*** Opening of Given records ***

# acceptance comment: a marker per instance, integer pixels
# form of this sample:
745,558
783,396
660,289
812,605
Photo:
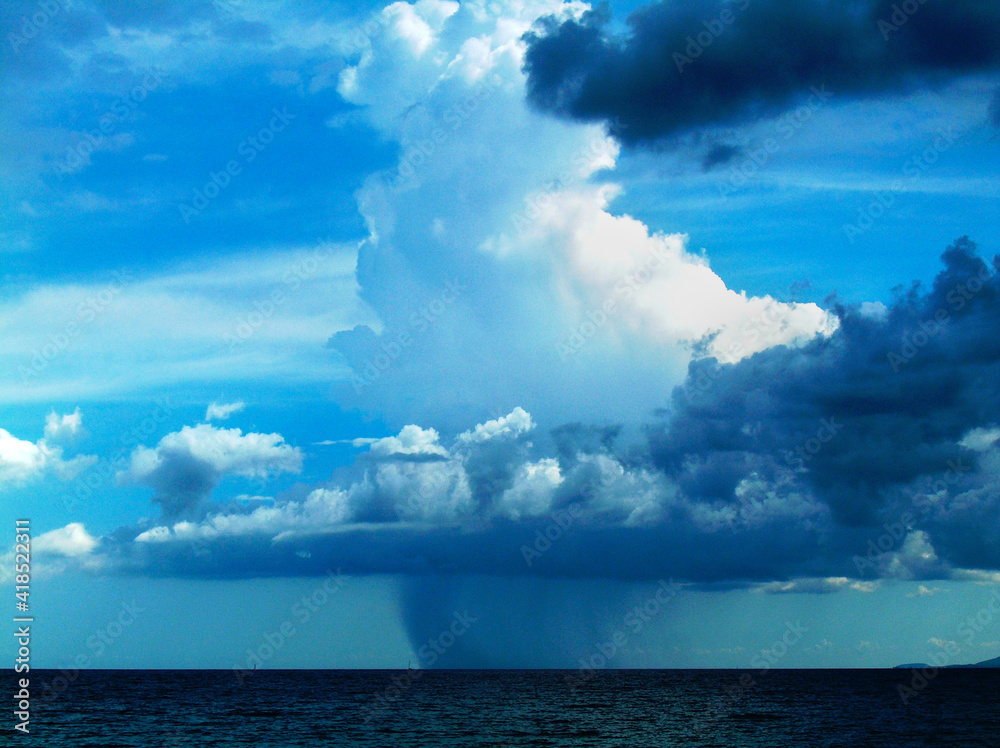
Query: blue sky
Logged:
398,290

*** Close of Given records ***

Work item >> Output the listing above in full, exactly. No images.

Task solution >>
# acceptance comment: a marker per instance, integer pixels
# form of this sample:
745,558
783,396
660,289
812,605
Photo:
Query: blue sky
Logged:
398,290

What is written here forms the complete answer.